## Brief
Pick out every line of the data below that contains the string "groom", and copy each one in full. Matching is case-sensitive.

## Annotation dataset entries
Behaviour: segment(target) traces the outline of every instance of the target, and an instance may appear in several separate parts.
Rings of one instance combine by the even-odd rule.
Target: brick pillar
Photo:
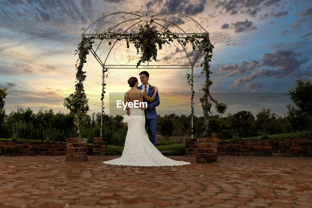
[[[88,161],[88,138],[66,139],[66,161]]]
[[[196,139],[185,139],[185,155],[196,156]]]
[[[217,138],[197,138],[196,161],[201,163],[217,162],[218,144]]]
[[[93,155],[105,155],[107,149],[106,138],[93,138]]]

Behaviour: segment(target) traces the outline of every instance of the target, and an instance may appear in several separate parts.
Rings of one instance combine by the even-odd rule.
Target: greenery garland
[[[0,112],[4,108],[5,101],[4,99],[6,99],[7,95],[7,88],[0,87]]]
[[[79,128],[82,123],[84,116],[89,110],[87,104],[88,99],[86,99],[84,90],[83,89],[83,82],[85,80],[86,76],[85,75],[85,72],[82,71],[84,64],[86,62],[86,55],[89,54],[90,50],[92,47],[92,44],[94,42],[93,40],[95,38],[103,40],[104,39],[114,38],[117,41],[125,39],[127,42],[127,47],[128,48],[129,47],[130,42],[134,43],[134,46],[137,49],[137,54],[140,54],[141,56],[137,64],[137,68],[140,65],[141,62],[151,62],[152,60],[157,61],[157,45],[160,49],[162,48],[162,45],[168,43],[170,44],[173,42],[173,39],[185,47],[186,44],[190,43],[192,44],[192,48],[194,51],[196,51],[196,47],[198,49],[198,52],[201,56],[204,56],[204,60],[201,64],[201,67],[203,67],[201,72],[202,75],[204,75],[206,80],[203,84],[202,88],[201,90],[204,93],[202,98],[200,99],[202,102],[204,118],[204,123],[202,127],[204,130],[203,136],[204,137],[208,136],[208,131],[209,130],[208,117],[209,114],[211,114],[211,109],[212,104],[209,102],[209,100],[217,105],[217,101],[211,96],[209,92],[210,86],[212,82],[210,80],[210,74],[212,73],[209,70],[210,67],[209,62],[211,61],[213,45],[210,42],[209,39],[209,34],[204,33],[202,35],[191,35],[186,37],[180,37],[178,35],[172,35],[172,33],[165,28],[164,31],[160,32],[156,29],[154,27],[151,27],[153,23],[153,20],[150,22],[150,24],[143,26],[139,25],[139,32],[136,34],[125,34],[120,33],[104,32],[97,35],[96,36],[89,37],[88,37],[84,36],[82,40],[78,45],[78,48],[76,51],[76,54],[78,54],[79,58],[77,60],[76,64],[77,72],[76,74],[77,82],[75,85],[76,91],[71,94],[69,97],[64,99],[64,106],[69,109],[71,112],[74,114],[75,116],[74,122],[77,128],[77,136],[80,137]],[[160,38],[161,36],[165,37],[166,39]],[[111,42],[109,42],[109,45],[111,44]],[[209,54],[210,53],[211,54]],[[76,55],[76,54],[75,54]],[[77,66],[78,65],[78,66]],[[104,69],[103,72],[107,71],[107,69]],[[189,74],[188,74],[188,80],[190,86],[193,86],[193,79]],[[101,100],[104,98],[104,94],[105,93],[105,89],[106,84],[103,85],[103,93],[102,94]],[[193,98],[195,92],[192,92],[192,98]],[[72,97],[72,98],[71,98]],[[67,101],[67,102],[66,102]],[[102,110],[104,111],[104,108]],[[192,109],[192,116],[194,113],[193,107]],[[193,130],[192,130],[192,132]]]

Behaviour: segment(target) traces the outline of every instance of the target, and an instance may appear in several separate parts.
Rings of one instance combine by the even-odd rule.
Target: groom
[[[139,74],[140,80],[142,85],[138,87],[139,90],[143,90],[145,91],[147,95],[151,97],[154,93],[154,87],[149,83],[149,74],[146,71],[143,71]],[[141,110],[144,110],[145,113],[145,128],[147,126],[149,131],[149,141],[154,146],[156,146],[156,127],[157,121],[157,113],[155,107],[159,105],[160,103],[159,101],[158,92],[156,94],[156,97],[154,101],[150,102],[143,98],[143,102],[147,103],[147,108],[140,108]],[[127,114],[129,116],[130,112],[129,110],[127,111]]]

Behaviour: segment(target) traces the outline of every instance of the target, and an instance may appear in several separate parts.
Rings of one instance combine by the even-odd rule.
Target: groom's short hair
[[[140,73],[139,74],[139,75],[140,75],[141,74],[145,74],[145,75],[146,76],[146,77],[149,77],[149,72],[147,72],[146,71],[143,71],[143,72],[141,72],[141,73]]]

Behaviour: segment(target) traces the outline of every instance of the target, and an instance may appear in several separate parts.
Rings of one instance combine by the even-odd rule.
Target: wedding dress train
[[[143,94],[143,91],[141,90]],[[163,155],[149,140],[145,130],[144,111],[130,109],[128,131],[120,157],[103,162],[104,164],[131,166],[174,166],[190,165],[190,162],[174,160]]]

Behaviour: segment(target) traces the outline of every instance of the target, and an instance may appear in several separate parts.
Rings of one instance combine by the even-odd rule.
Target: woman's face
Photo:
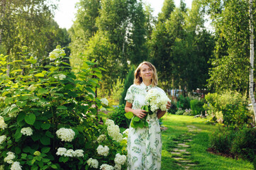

## Task solution
Target: groom
Target: groom's short hair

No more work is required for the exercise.